When the business climate gets tight, it is very easy and common for most people to start to panic. The knee jerk reaction is always, "Well, we have to do something!" And it is during those times that business leaders and, subsequently, their rank and file employees, lose sight of what's really important and start compromising long-term success for short-lived stability.
But the minute organizations begin to compromise their values and standards out of a sense of panic they unwittingly begin chipping away at the aspects of their corporate DNA and those attributes that truly make them unique. Indeed, it is the companies that never lose sight of who they are, what makes them unique and how all of that translates into their special value proposition that are the ones ready to withstand the test of time.
Such is the case with Tom Schrack Sr., chief executive officer of Hockenbergs and FE&S' 2011 Hall of Fame Award recipient. Schrack learned early in life that if you want anything you have to go out and earn it. And the only way to earn a customer's respect is to work hard on their behalf, be honest and never compromise your integrity. It's that simple.
When Schrack, with some help from a couple of his many friends, first bought Hockenbergs back in December of 1985, just days before Christmas, he had no idea the company's sales would dip to their lowest levels in quite some time the next year. But what he did have was faith and confidence in his ability to sell. Just as important, though, Schrack knew what the company was capable of and no matter how scary times got, his faith in the employees' ability to make Hockenbergs' successful remained constant.
As a result, Hockenbergs has been able to weather the bad times and prosper during the good ones to remain on an upward trajectory. In 2010, the company reported annual sales of $81.7 million, making it the fourteenth largest foodservice equipment and supplies dealer in the country, according to FE&S' 2011 Distribution Giants Study. And Hockenbergs shows no signs of slowing down.
What makes this all the more remarkable is the fact that Hockenbergs has no real growth plans. The company continues to earn its success by keeping its head down, working hard and making sure everyone — be they customer, supplier or employee — has the same respectful experience with Hockenbergs.
A part of Schrack's legacy will be a keen understanding that each member of the foodservice industry plays an important role in the overall success of the community. An equally important part of Schrack's legacy will be his seemingly boundless sense of charity. From local nonprofit organizations to his church to keeping the memories of two deceased Hockenbergs' employees alive through a golf outing that raises money for cancer research, Schrack's charitable nature is impressive and inspiring. Of course, he does not see it that way. Instead, Schrack sees it as all in a day's work.

> _Provided material_:
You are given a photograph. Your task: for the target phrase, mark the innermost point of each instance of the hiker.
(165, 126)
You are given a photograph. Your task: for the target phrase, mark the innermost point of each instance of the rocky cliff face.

> _Tasks and exercises_:
1. List every distinct year mentioned in the Hockenbergs article.
2. Rewrite the passage of the Hockenbergs article between "What makes this" and "experience with Hockenbergs.", inclusive, changing "working hard" to "working diligently".

> _Per-task outputs_:
1. 1985, 2010, 2011

2.
What makes this all the more remarkable is the fact that Hockenbergs has no real growth plans. The company continues to earn its success by keeping its head down, working diligently and making sure everyone — be they customer, supplier or employee — has the same respectful experience with Hockenbergs.